GOAL -
Express as a numbered list the lines of the rows starting at the line that contains "Annotation sprint — target object: yellow-breasted" and ending at the line that contains "46,71,206,373", with both of those lines included and any blank lines left out.

Region labeling records
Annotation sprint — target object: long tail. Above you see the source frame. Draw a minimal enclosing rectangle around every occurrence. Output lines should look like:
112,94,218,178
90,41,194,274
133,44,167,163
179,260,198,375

==

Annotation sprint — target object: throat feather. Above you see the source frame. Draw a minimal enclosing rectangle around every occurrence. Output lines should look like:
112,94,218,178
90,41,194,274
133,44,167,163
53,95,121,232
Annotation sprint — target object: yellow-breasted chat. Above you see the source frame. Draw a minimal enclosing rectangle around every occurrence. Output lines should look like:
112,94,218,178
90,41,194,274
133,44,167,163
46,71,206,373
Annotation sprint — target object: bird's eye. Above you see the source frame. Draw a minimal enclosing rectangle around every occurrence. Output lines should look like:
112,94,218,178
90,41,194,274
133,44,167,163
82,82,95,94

EXERCISE RESPONSE -
1. Annotation sprint — target object: yellow-breasted chat. Above you see the source frame. Draw a minimal enclosing rectangle around every occurrence. Output lines should look like:
2. 112,94,218,178
3. 90,41,194,274
4. 133,44,167,163
5. 46,71,206,373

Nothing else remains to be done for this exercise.